▶ **Directions**: Starting at the top of the data and ending with the line that holds "The query is: block of butter", transcribe each line exactly; include both ends.

▶ **Material for this exercise**:

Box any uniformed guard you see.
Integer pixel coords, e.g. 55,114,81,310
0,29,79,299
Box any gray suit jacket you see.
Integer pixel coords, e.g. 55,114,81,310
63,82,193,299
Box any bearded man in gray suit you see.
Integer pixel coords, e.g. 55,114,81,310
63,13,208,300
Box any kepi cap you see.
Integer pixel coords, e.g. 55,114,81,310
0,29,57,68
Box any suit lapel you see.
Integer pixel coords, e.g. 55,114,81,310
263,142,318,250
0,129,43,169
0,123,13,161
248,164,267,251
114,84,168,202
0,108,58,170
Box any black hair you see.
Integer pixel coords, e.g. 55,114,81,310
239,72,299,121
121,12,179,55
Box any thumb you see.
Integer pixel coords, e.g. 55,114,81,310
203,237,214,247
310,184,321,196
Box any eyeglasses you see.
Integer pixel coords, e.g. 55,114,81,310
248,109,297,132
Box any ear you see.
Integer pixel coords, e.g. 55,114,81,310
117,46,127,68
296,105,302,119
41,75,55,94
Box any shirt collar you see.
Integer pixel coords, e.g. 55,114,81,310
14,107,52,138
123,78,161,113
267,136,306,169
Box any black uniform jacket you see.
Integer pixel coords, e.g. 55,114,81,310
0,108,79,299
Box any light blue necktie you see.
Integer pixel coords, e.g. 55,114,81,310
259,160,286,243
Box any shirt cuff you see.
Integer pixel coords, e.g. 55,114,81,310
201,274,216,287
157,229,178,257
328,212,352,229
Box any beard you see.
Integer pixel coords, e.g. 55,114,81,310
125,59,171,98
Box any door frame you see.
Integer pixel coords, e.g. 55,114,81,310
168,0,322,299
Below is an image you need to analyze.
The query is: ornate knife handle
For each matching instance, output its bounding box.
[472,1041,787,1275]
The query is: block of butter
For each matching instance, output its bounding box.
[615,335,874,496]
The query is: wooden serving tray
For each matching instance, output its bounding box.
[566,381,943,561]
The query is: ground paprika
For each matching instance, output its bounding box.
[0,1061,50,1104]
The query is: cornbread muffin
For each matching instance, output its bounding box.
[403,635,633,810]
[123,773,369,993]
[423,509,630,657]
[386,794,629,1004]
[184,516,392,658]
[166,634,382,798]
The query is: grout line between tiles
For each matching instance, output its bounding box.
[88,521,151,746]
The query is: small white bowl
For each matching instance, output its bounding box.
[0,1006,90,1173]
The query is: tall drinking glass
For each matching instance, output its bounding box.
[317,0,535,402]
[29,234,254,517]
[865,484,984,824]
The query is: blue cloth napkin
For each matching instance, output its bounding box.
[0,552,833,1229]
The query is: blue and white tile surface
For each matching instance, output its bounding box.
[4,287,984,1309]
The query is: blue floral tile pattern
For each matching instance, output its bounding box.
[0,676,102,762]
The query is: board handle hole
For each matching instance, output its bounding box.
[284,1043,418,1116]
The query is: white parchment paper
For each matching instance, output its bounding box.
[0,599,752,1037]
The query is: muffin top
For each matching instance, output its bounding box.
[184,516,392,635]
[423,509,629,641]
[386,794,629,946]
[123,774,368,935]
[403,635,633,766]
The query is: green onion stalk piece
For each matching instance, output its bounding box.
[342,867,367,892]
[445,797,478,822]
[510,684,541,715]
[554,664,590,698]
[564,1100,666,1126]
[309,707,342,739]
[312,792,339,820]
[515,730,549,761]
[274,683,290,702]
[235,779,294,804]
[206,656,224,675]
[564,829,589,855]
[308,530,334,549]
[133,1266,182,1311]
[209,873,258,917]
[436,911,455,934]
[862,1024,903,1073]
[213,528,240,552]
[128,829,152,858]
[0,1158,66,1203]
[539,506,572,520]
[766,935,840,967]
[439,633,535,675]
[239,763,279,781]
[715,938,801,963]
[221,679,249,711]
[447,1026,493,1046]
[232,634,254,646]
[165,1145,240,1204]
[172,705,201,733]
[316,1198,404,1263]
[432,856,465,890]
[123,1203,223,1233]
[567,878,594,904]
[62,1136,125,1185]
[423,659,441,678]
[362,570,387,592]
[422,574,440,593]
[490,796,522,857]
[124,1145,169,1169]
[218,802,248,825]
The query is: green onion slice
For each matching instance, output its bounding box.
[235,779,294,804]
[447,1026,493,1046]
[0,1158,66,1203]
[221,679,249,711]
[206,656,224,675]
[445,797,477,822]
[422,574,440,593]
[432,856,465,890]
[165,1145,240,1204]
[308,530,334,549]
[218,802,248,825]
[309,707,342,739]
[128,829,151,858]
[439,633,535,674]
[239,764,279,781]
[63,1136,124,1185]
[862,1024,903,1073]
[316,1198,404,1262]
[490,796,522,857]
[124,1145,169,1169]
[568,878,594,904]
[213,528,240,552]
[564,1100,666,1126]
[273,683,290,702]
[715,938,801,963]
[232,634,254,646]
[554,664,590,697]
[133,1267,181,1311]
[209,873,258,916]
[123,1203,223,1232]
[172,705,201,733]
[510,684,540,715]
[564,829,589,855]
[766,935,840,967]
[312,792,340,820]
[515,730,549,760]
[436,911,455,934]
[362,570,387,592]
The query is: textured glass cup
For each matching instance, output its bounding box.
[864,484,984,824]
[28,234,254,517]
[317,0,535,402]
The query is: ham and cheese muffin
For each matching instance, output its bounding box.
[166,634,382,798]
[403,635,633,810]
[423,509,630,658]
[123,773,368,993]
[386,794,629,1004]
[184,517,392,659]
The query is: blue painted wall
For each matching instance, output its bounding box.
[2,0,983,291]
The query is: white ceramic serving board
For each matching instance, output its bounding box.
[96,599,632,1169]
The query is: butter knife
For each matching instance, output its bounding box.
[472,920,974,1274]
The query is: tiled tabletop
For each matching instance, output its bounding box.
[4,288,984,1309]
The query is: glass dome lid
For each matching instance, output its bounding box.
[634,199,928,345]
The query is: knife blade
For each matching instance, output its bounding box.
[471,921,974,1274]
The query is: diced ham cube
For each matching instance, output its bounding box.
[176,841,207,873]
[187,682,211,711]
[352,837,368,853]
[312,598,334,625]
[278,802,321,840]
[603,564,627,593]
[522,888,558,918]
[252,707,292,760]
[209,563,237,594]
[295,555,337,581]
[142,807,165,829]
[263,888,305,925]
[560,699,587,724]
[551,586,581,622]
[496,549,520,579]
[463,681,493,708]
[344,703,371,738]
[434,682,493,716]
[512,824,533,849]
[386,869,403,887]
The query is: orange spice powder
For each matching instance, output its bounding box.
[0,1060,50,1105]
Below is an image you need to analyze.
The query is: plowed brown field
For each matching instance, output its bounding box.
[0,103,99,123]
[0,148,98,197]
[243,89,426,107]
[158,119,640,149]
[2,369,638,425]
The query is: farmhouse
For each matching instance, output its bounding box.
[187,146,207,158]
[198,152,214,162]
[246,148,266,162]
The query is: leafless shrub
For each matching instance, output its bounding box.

▶ **Finished task**:
Box any uniformed guard you see.
Integer pixel coords, e.g. 55,114,81,310
0,29,79,299
Box any gray suit jacket you see.
Integer pixel coords, e.g. 55,114,81,310
63,82,193,299
Box any bearded man in gray suit you see.
Integer pixel coords, e.g. 55,114,81,310
63,13,208,300
Box any kepi cap you see.
Integer pixel coords, e.g. 55,114,81,310
0,29,57,68
Box any suit lapel you see.
Integer pixel coords, e.g. 55,114,81,310
263,142,318,250
0,129,43,169
0,123,13,161
248,164,267,251
114,84,168,202
0,108,58,170
Box any black hair you see.
Integer pixel coords, e.g. 55,114,81,310
239,72,299,121
121,12,179,55
Box any thumb you see.
Integer pixel coords, e.g. 55,114,81,310
203,237,214,247
310,184,321,196
Box any eyeglasses you see.
Integer pixel coords, e.g. 55,114,81,310
248,109,297,132
Box any ear you see.
Integer pixel coords, e.g. 55,114,81,310
117,46,127,68
296,105,302,119
41,75,55,94
Box any shirt collar you see.
Integer pixel coords, e.g. 55,114,81,310
14,107,52,138
123,78,161,113
267,136,306,169
Box any black uniform jacket you see.
Integer pixel coords, e.g. 55,114,81,310
0,108,79,299
Box any light blue necktie you see.
Integer pixel coords, e.g. 55,114,81,310
259,160,286,243
Box any shirt cuff you see.
Integer pixel coords, e.g. 55,114,81,310
201,274,216,287
157,229,178,257
328,212,352,229
Box any beard you see.
Integer pixel coords, e.g. 55,114,81,310
125,59,171,98
Box any door frame you see.
Integer pixel coords, e.g. 55,114,81,310
168,0,322,299
Below is an image you need to analyze.
The query is: ornate knife handle
For each matching instance, output its bounding box.
[472,1041,787,1275]
The query is: block of butter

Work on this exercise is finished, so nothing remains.